-------- Excerpted passage

The U.S. Army Publishing Directorate released the ALARACT 017/2024, titled, “Utilization of the Army Retiree Recall Program.”

The document cites Executive Order 13223 from the Bush administration in 2001.

A retiree recall is a “retired Soldier who is ordered to active duty (AD) from the Retired Reserve or the retired list under 10 USC 688/688a, 12301(a), or 12301(d). Per AR 601-10, Recalled retiree Soldiers must be aligned to a valid vacant AC requirement that matches the grade and skill of the retiree before he or she may be recalled to AD,” according to the document. “The retiree population will be utilized as a last resort to fill Active Component vacant requirements.”

The ALARACT 017/2024 comes as the U.S. military is experiencing a recruitment crisis.

The U.S. Army recently announced that it is cutting thousands of positions. Authorized troop levels will now be an estimated 470,000 by fiscal year 2029, down 24,000 from its 494,000 soldiers.

“While making these investments and adding formations, the Army must also reduce force structure to protect readiness in light of decreased end strength. The Army is currently significantly over-structured, meaning there are not enough soldiers to fill out existing units and organizations. Army leaders seek to have at least 470,000 soldiers in the Active Component by FY29, which is nearly 20,000 above the current end strength but a reduction of about 24,000 authorizations compared to currently planned force structure,” the report


It added that the Army is “undertaking a similarly important transformation of its recruiting enterprise so that it can man units sufficiently, continue to bring the right types and amounts of new talent into the Army, and rebuild its overall end strength.” Noting the ongoing recruitment failure within the U.S. military, the document noted, “The Army must solve its recruiting challenges to successfully transform for the future.”

----------------
-------- Extracted data

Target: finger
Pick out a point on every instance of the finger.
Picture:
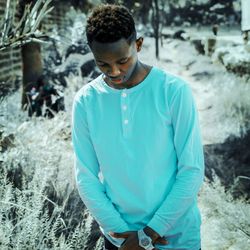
(121, 235)
(161, 241)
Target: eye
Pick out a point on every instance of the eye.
(100, 64)
(123, 61)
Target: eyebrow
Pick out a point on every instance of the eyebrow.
(117, 60)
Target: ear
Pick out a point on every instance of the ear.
(139, 42)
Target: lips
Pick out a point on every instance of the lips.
(116, 80)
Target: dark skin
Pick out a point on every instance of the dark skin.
(119, 63)
(131, 239)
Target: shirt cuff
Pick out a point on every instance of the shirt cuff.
(160, 226)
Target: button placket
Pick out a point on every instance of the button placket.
(125, 114)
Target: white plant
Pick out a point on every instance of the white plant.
(26, 30)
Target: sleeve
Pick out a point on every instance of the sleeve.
(190, 168)
(86, 165)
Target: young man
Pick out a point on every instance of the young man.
(138, 152)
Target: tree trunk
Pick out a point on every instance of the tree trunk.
(156, 24)
(32, 68)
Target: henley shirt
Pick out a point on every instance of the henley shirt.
(139, 157)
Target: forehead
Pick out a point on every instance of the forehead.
(111, 51)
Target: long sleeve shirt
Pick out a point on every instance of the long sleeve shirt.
(139, 157)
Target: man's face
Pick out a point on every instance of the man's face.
(117, 61)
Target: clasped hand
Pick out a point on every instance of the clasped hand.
(132, 242)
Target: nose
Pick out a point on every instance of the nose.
(114, 71)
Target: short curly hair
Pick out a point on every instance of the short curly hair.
(109, 23)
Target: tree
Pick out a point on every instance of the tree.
(156, 25)
(25, 34)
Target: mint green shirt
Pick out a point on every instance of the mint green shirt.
(139, 157)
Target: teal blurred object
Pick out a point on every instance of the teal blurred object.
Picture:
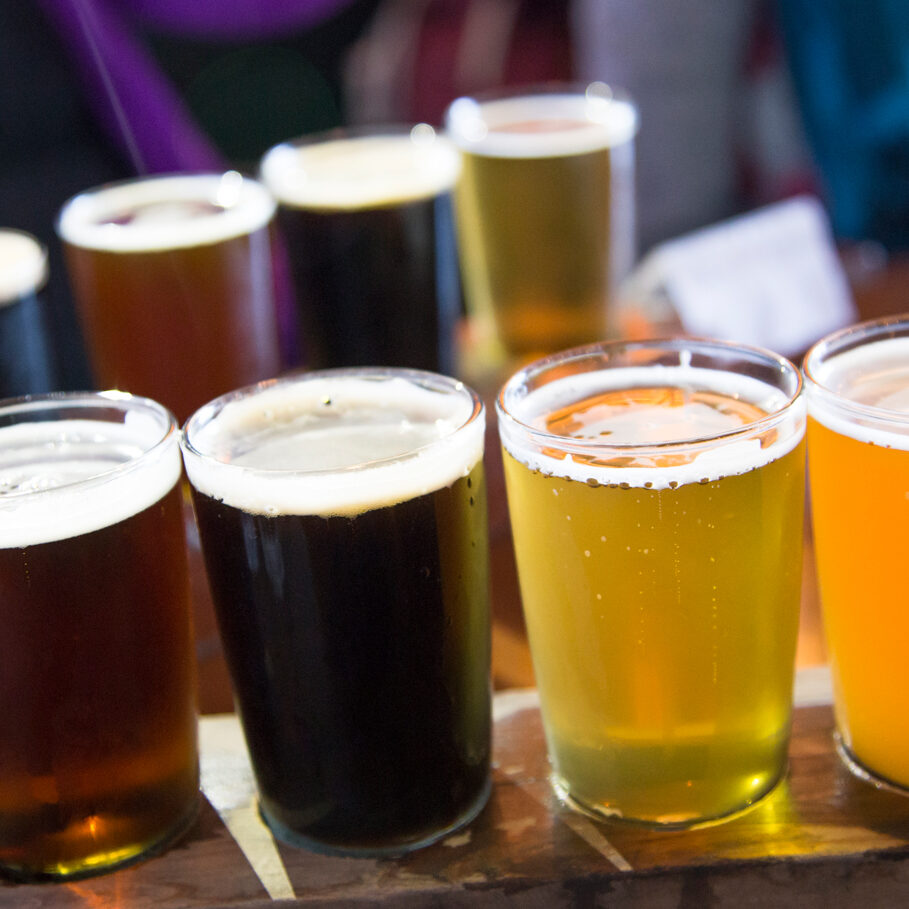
(850, 66)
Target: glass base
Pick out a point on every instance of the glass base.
(671, 822)
(110, 860)
(866, 774)
(398, 848)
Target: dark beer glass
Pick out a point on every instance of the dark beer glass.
(367, 221)
(98, 757)
(343, 523)
(173, 280)
(25, 358)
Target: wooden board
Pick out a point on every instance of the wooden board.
(823, 839)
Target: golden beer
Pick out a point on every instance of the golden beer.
(657, 521)
(857, 384)
(544, 211)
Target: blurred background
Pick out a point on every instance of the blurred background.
(741, 103)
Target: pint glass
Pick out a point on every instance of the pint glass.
(368, 228)
(25, 356)
(173, 281)
(857, 388)
(343, 525)
(98, 762)
(545, 213)
(656, 499)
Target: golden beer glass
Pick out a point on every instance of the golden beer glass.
(98, 755)
(544, 212)
(857, 389)
(656, 492)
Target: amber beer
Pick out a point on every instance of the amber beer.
(545, 213)
(343, 523)
(857, 383)
(368, 228)
(656, 496)
(98, 761)
(173, 281)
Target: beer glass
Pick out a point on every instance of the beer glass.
(367, 225)
(857, 388)
(98, 761)
(172, 278)
(343, 524)
(545, 213)
(656, 498)
(25, 356)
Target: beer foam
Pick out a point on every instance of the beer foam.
(23, 265)
(363, 171)
(332, 445)
(102, 218)
(542, 126)
(863, 393)
(742, 451)
(65, 478)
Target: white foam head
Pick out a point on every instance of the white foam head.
(63, 478)
(167, 212)
(23, 265)
(543, 125)
(367, 171)
(334, 443)
(717, 448)
(862, 392)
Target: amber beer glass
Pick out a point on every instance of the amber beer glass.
(98, 762)
(343, 524)
(857, 387)
(367, 224)
(172, 278)
(545, 213)
(656, 498)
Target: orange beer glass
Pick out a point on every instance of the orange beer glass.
(857, 383)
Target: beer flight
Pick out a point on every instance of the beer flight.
(655, 489)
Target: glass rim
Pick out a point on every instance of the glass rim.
(210, 411)
(604, 350)
(842, 341)
(114, 400)
(548, 88)
(92, 194)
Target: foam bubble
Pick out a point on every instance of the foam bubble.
(23, 265)
(741, 452)
(230, 206)
(65, 478)
(568, 124)
(863, 393)
(363, 171)
(333, 445)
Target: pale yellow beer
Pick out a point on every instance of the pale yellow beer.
(544, 211)
(657, 521)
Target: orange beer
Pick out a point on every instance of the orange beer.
(857, 382)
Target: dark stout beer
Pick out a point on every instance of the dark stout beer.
(98, 758)
(173, 280)
(367, 223)
(354, 609)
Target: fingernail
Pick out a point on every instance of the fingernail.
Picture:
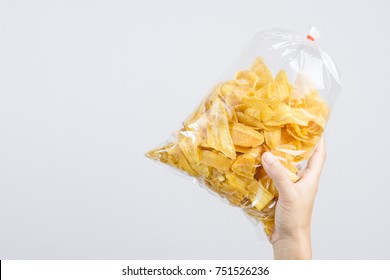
(268, 158)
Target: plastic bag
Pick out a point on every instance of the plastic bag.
(276, 97)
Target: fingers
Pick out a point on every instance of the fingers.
(277, 172)
(316, 161)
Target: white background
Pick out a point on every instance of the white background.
(87, 87)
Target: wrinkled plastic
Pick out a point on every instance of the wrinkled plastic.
(276, 97)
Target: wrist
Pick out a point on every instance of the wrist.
(295, 246)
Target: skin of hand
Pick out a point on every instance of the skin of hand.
(291, 236)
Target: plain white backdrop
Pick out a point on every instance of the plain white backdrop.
(87, 87)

----------------

__Tasks to perform__
1. Which executive order does the Army retiree recall article say the document cites?
2. Write out the passage of the Army retiree recall article between "The U.S. Army Publishing" and "a recruitment crisis.", inclusive.

__Solutions by task__
1. Executive Order 13223, from the Bush administration in 2001.

2.
The U.S. Army Publishing Directorate released the ALARACT 017/2024, titled, “Utilization of the Army Retiree Recall Program.”

The document cites Executive Order 13223 from the Bush administration in 2001.

A retiree recall is a “retired Soldier who is ordered to active duty (AD) from the Retired Reserve or the retired list under 10 USC 688/688a, 12301(a), or 12301(d). Per AR 601-10, Recalled retiree Soldiers must be aligned to a valid vacant AC requirement that matches the grade and skill of the retiree before he or she may be recalled to AD,” according to the document. “The retiree population will be utilized as a last resort to fill Active Component vacant requirements.”

The ALARACT 017/2024 comes as the U.S. military is experiencing a recruitment crisis.